### 本文

アスファルト防水のエキスパート 東西アスファルト事業協同組合
ここからは少し建築的な話になります。私は自分のテーマとして、各五年おきくらいに、建築のつくり方、かたち、その時代を考えるようにしています。これは一九八五年から一九九〇年のいわゆるポスト・モダンの時代のもので、この「アローエースゴルフクラブハウス」と「エースプラザ」そして「水戸市立西部図書館」の三つのドームをもつ建築を手掛けました。私はクラシズムの建築がもっている構成の方法や構造で構築しようと思いました。表層だけを真似していたいわゆるヒストリカル・クラシシズムの失敗は見えていました。近代建築を見直すため、初期の近代建築家が考察した過程や、古典建築の中にある普遍性とは何かと考えました。

### 指示 1
下のレコードをすべて、列名を「入力」と「出力」とする2列のCSVに変換すること。各レコードを1行とし、そのテキストと回答を、改行を空白に置き換えたうえでそれぞれ引用符付きの1フィールドに収めること。

### 元データ
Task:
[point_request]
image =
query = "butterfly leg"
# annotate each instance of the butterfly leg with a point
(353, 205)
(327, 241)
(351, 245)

### 指示 2
本文でドームをもつ建築として挙げられている図書館の名称は何か。

### 模範解答 1
入力,出力
"Task: [point_request] image = query = ""butterfly leg"" # annotate each instance of the butterfly leg with a point","(353, 205) (327, 241) (351, 245)"

### 模範解答 2
水戸市立西部図書館